— start of Article —

The letter of invitation from Senator Colbeck is annexure GSV 35 to Dr
Verney’s primary affidavit.
- By
letter dated 18th December 2007, Ms Clement provided
comments on the draft of the “factual document” referred to in the
previous paragraph.
That letter is located behind tab 5 of GSV 38 (Volume
3).
- On
11th February 2008 Dr Verney signed a Ministerial
Brief, which was provided to Mr Tanner for the purpose of assisting him to make
a decision
in relation to Ms Clement’s Application. That Brief comprised
the materials that were before the Court in Volumes 2 and 3,
which constitute
annexure GSV 38 to Dr Verney’s primary affidavit. Each of the materials
referred to in the previous six paragraphs
– thereby including the
detailed comments by Ms Clement and Mr Howard-Smith, as well as other material
from Ms Clement –
was placed before the Minister before he considered Ms
Clement’s application for an act of grace payment.
- In
my view, it cannot seriously be contended that Ms Clement (or Mr Howard-Smith
for that matter, on her behalf) has not been afforded
every opportunity to
comment on all relevant materials placed before both Ministers (Mr Slipper and
Mr Tanner) prior to the exercise
of the discretion that rested with Mr Slipper,
and which currently (and solely) resides with Mr Tanner under s.33 of the Act.
The
claim that Ms Clement has been denied natural justice must
fail.
Ground 8: Breaches of the Criminal Code
- In
paragraph 51 of her affidavit filed on 5th May 2008, Ms
Clement makes broad accusations that “procedures that were required by law
to be observed ... were not observed.”
As a result, she contends, there
were breaches of the Commonwealth Criminal Code. The breaches are
unspecified. So too are the procedures that, she says, should have been
followed. In the absence of any proof
of any relevant breaches of the
Criminal Code, which would otherwise and in any event provide for
alternative means of redress (such as prosecution), there is no substance to
these most general allegations. This ground of review must be
rejected.

— end of Article —

▸ **Stated goal A**
Name each person mentioned in the passage above. Write each one with the title the passage gives them.

— start of Supplied records —

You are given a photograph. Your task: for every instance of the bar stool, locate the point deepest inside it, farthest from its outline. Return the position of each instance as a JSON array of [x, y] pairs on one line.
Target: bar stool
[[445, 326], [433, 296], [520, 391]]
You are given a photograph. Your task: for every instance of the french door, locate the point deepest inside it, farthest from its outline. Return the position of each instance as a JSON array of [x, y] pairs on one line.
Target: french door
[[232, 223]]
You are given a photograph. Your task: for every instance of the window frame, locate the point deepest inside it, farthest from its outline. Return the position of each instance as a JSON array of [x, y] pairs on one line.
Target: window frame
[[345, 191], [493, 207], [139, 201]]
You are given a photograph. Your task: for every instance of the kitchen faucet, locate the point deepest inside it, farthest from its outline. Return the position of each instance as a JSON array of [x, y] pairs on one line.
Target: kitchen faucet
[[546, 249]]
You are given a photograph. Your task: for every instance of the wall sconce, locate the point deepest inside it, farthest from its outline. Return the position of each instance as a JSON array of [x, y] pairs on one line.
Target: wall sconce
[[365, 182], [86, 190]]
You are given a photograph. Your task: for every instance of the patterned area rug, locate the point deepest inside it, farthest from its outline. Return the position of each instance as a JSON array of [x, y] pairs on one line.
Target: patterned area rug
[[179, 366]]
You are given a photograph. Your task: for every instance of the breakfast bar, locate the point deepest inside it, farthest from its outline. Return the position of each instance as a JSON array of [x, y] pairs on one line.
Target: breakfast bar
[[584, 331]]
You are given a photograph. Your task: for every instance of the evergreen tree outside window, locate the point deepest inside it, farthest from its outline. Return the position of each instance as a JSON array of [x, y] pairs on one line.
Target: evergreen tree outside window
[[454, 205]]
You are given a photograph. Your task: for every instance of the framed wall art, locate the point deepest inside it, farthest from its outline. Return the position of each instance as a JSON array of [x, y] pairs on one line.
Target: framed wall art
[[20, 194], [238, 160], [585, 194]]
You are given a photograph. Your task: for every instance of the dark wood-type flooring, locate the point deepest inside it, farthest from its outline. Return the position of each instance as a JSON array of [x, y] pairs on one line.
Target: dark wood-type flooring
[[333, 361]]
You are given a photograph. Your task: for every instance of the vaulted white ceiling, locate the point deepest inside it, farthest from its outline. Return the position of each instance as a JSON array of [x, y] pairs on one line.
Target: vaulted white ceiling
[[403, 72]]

— end of Supplied records —
— start of Supplied records —

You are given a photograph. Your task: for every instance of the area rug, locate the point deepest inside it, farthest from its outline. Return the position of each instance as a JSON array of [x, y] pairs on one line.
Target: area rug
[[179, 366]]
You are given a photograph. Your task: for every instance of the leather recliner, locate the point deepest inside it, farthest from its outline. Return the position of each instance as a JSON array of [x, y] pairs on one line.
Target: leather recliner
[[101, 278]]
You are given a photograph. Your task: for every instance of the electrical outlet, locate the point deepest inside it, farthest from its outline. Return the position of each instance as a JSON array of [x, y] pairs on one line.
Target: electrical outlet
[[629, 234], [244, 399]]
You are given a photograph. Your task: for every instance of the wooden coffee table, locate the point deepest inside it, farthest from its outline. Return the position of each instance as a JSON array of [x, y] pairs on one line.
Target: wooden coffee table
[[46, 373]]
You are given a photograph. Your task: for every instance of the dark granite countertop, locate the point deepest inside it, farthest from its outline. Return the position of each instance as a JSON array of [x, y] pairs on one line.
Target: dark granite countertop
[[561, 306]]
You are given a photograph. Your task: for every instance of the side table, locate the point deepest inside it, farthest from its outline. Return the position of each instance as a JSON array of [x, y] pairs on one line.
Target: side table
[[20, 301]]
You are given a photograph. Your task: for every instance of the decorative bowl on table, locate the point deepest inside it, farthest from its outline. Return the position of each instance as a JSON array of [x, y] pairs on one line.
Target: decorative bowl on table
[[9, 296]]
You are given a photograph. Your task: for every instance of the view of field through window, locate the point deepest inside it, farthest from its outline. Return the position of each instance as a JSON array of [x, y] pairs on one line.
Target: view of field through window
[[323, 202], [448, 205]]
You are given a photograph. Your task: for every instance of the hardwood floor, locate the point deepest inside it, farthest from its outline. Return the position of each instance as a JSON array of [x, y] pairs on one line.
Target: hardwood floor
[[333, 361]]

— end of Supplied records —

▸ **Stated goal B**
Please pull out every line of the records that contains the word "countertop". Case counts.

▸ **Full answer A**
Senator Colbeck
Dr Verney
Ms Clement
Mr Tanner
Mr Howard-Smith
Mr Slipper

▸ **Full answer B**
You are given a photograph. Your task: for every instance of the dark granite countertop, locate the point deepest inside it, farthest from its outline. Return the position of each instance as a JSON array of [x, y] pairs on one line.
Target: dark granite countertop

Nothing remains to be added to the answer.